Yapılacak iş: Böbrek sağlığı yazısında "DÜNYA BÖBREK GÜNÜ" sözleriyle başlayıp "insan hayatını kaybediyor." sözleriyle biten kısmı hiç değiştirmeden yaz.

DÜNYA BÖBREK GÜNÜ ve BÖBREK SAĞLIĞI
Böbrekler kanımızda metabolizma sonucunda oluşmuş
zararlı maddeleri idrarla atarken, yararlı maddelerin atılmasına izin
vermezler. Ayrıca böbrekler, gerek suyun, gerekse de sodyum ve potasyum
gibi farklı yapıdaki tuzların fazlasını idrarla vücuttan atarlar. Böylece tüm organların sağlıklı bir şekilde çalışması
için uygun ortamı sağlarken kan basıncımızı (tansiyonumuzu) da dengede
tutarlar. Dünya genelinde her 10 kişiden birisi, yaklaşık
850 milyon böbrek hastası, Türkiye’de her 6-7 erişkinden birinde çeşitli
evrelerde kronik böbrek hastalığı, yaklaşık 9 milyon Kronik Böbrek
Hastalığı dünyada ve ülkemizde salgın halini almış önemli bir halk sağlığı
sorunudur. Böbrek nedeniyle her yıl 2.500.000 insan hayatını kaybediyor.
• Son 25 yılda böbrek hastalığı sıklığı
%30 artmıştır.
• Dünyadaki tüm ölümlerin %4,5’i kronik
böbrek hastalığı sebebiyle meydana gelmektedir.
• Kalp damar hastalıkları, kanser, KOAH
gibi birçok hastalıkta ölüm oranlarında azalma olmasına karşın, kronik böbrek
hastalığında giderek artmaktadır.
• 1990 yılında ölüm nedeni olarak
17.sırada iken; günümüzde 12.sıraya yükseldi VE 2040 yılında 5.sıraya
yükselmesi bekleniyor.
• Hastalar genellikle hastalıklarının
farkında değildirler. Hastalık farkındalığı yüzde 10’un altındadır ve bu
durum erken tanı ve tedaviye imkan vermemektedir. Düşük farkındalık nedeniyle
hastalık son dönem böbrek yetmezliği (SDBY) evresine ilerlemekte, kötü yaşam
kalitesi ile hastanın sağlığını tehdit etmekte, engellilik ve ölüm oranlarının
artmasına neden olmaktadır.
• Böbrek hastalığı erken saptanırsa
sıklıkla önlenebilir veya en azından ilerlemesi geciktirilebilir. Erken
saptamak önemli bunun için böbreklerimizi kontrol etmemiz gerekiyor. Rakamlar
bu kadar ürkütücü iken böbrekleri bozulmadan korumak basit bazı önlemlerle ve
hasta-hekim işbirliğiyle mümkündür.
• Sağlıklı beslen,
• Tuzu azalt,
• Sigara içme,
• Yeterli su iç,
• Gereksiz ilaç kullanma (özellikle ağrı
kesici, antibiyotik vb.),
• Hareketli ol, egzersiz yap, ideal
kilonu koru,
• Kan basıncınızı ve kan şekerinizi
düzenli olarak ölçtür,
• Risk grubunda isen düzenli böbrek
taramalarını yaptır,
• Çok su içmek böbreklerinizi korumaz
ancak az su tüketmek böbrek hastalığına neden olabilir. Bu yüzden ihtiyacımız
olduğu kadar suyu, susamayı beklemeden, günlük olarak düzenli tüketmeliyiz. Kış
ayları için günde 1.5-2 lt yeterli iken; yaz aylarında 2-2.5 lt’ye
çıkarmalıyız.

Kayıtlı veri girdileri:

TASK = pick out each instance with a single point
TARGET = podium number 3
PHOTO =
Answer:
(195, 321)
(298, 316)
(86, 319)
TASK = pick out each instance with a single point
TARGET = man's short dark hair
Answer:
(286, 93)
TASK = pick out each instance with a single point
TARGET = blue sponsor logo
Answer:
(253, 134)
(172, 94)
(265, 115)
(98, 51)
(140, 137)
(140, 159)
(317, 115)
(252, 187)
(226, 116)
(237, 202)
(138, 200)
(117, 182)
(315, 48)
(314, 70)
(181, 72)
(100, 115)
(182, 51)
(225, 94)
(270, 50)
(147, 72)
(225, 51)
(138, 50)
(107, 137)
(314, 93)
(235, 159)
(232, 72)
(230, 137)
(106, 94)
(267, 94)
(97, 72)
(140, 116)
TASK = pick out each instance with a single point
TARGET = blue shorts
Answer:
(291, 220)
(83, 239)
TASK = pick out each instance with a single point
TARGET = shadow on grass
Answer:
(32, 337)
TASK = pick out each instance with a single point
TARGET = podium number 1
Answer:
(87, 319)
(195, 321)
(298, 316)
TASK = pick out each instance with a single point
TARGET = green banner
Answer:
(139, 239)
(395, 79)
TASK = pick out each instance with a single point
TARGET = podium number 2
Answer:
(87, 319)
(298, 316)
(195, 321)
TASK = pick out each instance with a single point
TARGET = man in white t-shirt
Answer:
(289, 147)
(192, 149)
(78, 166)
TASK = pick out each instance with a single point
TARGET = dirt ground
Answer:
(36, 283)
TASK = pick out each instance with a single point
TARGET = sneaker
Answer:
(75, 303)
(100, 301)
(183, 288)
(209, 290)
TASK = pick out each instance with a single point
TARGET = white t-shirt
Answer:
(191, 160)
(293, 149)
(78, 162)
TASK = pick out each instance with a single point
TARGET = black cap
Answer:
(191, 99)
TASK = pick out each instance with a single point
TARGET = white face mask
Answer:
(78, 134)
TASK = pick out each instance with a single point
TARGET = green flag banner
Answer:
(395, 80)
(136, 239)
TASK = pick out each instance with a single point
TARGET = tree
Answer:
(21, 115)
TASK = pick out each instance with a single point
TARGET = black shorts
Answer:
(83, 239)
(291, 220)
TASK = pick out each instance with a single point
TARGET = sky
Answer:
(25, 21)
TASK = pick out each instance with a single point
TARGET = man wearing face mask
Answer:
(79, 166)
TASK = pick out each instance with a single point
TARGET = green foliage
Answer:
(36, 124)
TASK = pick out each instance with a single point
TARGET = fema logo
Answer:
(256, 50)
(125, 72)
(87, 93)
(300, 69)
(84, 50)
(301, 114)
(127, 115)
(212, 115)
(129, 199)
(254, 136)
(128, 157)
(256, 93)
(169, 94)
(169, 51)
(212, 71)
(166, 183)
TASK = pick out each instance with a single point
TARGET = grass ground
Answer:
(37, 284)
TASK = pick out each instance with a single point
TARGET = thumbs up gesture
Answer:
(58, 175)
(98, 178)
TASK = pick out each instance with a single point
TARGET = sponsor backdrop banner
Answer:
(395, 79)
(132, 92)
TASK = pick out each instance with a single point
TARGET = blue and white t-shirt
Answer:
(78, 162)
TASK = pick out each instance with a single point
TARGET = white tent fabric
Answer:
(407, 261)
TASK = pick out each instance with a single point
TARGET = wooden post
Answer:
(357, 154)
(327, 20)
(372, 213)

==

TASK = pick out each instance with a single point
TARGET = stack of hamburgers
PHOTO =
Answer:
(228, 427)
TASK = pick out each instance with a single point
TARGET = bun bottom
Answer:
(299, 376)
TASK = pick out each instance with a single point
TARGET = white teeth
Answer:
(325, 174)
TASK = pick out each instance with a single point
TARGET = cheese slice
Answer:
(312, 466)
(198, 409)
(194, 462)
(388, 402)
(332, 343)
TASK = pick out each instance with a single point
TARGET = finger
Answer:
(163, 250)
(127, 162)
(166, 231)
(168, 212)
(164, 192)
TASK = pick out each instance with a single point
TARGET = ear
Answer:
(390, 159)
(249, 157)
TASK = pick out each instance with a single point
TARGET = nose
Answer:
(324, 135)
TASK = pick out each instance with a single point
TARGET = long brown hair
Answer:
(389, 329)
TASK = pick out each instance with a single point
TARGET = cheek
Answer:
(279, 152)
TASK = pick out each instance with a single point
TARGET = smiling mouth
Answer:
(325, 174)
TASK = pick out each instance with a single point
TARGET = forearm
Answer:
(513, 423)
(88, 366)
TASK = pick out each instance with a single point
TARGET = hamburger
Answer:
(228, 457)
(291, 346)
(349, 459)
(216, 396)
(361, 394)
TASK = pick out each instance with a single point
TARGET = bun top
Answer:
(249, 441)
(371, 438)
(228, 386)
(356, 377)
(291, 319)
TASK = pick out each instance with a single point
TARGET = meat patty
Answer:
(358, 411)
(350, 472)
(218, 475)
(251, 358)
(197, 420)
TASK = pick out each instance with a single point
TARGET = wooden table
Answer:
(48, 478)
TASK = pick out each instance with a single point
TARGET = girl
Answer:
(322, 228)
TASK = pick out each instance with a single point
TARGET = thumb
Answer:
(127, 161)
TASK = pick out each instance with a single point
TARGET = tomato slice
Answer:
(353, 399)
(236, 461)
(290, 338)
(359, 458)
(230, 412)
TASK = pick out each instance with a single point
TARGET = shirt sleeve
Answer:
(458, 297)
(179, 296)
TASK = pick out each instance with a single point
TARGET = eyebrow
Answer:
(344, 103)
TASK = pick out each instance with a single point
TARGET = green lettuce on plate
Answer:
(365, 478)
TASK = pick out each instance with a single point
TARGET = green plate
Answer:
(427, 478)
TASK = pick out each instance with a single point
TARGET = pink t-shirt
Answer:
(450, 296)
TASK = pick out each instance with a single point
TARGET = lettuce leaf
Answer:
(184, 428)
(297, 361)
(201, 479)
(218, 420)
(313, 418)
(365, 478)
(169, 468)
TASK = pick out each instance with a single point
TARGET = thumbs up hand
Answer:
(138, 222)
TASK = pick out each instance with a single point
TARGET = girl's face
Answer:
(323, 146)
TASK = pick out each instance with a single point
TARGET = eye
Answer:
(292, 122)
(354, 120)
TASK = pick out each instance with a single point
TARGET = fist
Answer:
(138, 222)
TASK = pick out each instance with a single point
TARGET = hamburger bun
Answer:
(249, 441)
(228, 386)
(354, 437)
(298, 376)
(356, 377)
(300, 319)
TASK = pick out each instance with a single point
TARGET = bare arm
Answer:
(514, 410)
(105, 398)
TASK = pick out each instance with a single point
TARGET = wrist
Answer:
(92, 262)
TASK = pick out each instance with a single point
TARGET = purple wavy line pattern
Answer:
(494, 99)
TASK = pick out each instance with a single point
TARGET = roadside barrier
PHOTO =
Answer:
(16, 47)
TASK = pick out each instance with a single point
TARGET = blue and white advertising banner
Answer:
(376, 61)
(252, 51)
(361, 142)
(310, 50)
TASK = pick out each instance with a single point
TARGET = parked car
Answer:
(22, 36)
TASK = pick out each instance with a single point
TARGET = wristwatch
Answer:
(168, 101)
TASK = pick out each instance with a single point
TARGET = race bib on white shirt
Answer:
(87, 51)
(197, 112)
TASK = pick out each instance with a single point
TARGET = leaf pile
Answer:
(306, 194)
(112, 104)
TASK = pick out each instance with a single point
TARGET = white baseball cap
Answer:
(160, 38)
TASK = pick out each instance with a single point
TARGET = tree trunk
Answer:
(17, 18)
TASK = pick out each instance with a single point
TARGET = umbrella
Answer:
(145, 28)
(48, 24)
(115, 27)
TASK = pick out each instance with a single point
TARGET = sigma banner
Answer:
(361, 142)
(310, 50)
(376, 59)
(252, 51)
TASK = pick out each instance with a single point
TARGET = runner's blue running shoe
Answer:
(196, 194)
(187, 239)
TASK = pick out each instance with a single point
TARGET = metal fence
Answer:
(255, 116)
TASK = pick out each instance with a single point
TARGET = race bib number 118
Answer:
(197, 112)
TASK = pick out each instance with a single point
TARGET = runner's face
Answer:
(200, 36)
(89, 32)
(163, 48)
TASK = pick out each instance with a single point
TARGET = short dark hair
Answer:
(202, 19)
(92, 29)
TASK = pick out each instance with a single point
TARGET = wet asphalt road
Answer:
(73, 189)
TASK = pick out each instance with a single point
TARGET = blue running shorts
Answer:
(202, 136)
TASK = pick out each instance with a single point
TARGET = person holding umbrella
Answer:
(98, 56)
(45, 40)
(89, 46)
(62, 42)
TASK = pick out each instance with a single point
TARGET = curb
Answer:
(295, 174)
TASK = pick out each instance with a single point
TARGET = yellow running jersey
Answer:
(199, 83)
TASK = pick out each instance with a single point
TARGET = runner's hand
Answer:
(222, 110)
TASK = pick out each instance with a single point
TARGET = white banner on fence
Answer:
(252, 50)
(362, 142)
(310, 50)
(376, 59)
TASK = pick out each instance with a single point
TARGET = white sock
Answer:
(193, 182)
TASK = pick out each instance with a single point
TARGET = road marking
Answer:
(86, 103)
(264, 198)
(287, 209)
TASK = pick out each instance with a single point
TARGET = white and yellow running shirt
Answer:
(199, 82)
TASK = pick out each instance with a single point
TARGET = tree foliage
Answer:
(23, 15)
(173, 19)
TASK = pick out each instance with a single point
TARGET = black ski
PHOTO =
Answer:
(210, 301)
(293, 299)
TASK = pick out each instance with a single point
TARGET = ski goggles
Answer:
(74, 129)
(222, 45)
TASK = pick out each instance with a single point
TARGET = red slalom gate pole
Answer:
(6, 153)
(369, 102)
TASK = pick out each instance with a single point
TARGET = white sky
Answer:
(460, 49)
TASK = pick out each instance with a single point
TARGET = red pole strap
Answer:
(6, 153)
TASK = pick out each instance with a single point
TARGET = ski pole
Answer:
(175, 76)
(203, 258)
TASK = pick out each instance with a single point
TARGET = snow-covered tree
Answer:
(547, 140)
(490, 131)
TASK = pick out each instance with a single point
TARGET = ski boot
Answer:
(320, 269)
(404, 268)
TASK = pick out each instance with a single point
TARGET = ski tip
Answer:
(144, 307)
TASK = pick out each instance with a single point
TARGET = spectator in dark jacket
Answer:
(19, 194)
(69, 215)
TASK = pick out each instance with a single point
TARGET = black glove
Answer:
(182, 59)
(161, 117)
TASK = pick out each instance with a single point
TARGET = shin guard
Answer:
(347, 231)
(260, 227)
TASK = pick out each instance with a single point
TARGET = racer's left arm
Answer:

==

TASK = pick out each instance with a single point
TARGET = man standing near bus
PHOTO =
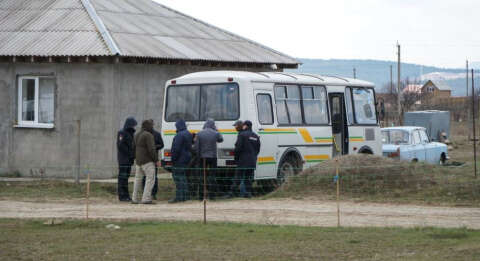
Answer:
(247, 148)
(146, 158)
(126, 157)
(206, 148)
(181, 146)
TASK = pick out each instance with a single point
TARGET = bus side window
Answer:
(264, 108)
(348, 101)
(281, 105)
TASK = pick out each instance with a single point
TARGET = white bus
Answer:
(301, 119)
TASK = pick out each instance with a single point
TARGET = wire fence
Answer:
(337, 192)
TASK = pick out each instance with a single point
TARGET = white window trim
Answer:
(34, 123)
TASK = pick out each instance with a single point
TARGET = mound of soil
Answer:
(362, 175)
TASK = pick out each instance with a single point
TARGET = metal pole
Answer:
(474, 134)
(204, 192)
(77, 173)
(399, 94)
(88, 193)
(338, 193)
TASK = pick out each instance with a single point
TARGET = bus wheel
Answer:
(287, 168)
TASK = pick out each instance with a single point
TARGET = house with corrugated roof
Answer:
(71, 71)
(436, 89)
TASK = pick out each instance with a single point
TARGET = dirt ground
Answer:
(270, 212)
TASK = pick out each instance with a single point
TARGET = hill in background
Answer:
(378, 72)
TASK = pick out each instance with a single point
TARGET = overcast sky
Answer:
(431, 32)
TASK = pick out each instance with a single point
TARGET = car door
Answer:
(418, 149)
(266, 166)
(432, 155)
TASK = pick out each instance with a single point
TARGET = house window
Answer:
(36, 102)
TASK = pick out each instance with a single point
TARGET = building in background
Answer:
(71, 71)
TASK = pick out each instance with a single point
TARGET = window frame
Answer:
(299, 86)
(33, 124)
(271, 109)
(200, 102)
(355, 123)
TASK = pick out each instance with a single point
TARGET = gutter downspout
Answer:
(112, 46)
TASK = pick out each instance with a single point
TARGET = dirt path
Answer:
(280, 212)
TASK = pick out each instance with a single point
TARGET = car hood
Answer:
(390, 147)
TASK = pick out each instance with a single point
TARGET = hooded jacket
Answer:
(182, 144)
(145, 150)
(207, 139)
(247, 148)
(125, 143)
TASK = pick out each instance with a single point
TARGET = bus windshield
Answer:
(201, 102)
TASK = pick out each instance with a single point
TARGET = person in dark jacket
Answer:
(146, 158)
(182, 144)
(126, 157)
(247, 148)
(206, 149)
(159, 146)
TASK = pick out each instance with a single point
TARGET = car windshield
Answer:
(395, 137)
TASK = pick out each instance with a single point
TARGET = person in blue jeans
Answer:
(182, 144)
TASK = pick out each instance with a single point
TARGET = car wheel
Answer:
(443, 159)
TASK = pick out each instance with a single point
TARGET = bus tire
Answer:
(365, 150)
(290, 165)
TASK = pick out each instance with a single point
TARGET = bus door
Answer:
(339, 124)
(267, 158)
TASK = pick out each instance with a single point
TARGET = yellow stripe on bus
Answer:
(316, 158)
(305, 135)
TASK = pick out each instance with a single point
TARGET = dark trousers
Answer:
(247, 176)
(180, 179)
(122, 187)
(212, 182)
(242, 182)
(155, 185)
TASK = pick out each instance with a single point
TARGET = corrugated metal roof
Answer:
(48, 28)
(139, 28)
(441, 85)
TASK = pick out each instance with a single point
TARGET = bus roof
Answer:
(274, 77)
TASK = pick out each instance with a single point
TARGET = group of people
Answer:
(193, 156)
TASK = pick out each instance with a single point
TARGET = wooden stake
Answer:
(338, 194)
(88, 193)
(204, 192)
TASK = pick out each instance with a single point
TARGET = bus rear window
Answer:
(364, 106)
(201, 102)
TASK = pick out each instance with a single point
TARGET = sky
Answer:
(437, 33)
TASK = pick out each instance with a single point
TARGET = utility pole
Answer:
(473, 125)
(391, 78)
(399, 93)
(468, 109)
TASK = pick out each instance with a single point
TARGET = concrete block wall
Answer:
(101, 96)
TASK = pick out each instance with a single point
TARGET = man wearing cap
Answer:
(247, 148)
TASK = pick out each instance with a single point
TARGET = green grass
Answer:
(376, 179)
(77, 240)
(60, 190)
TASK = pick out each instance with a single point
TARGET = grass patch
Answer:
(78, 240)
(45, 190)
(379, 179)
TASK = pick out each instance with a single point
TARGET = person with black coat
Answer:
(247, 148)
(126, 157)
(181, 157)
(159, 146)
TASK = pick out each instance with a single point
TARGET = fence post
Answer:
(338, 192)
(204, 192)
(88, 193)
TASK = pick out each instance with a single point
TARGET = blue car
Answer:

Sonuç:
DÜNYA BÖBREK GÜNÜ ve BÖBREK SAĞLIĞI
Böbrekler kanımızda metabolizma sonucunda oluşmuş
zararlı maddeleri idrarla atarken, yararlı maddelerin atılmasına izin
vermezler. Ayrıca böbrekler, gerek suyun, gerekse de sodyum ve potasyum
gibi farklı yapıdaki tuzların fazlasını idrarla vücuttan atarlar. Böylece tüm organların sağlıklı bir şekilde çalışması
için uygun ortamı sağlarken kan basıncımızı (tansiyonumuzu) da dengede
tutarlar. Dünya genelinde her 10 kişiden birisi, yaklaşık
850 milyon böbrek hastası, Türkiye’de her 6-7 erişkinden birinde çeşitli
evrelerde kronik böbrek hastalığı, yaklaşık 9 milyon Kronik Böbrek
Hastalığı dünyada ve ülkemizde salgın halini almış önemli bir halk sağlığı
sorunudur. Böbrek nedeniyle her yıl 2.500.000 insan hayatını kaybediyor.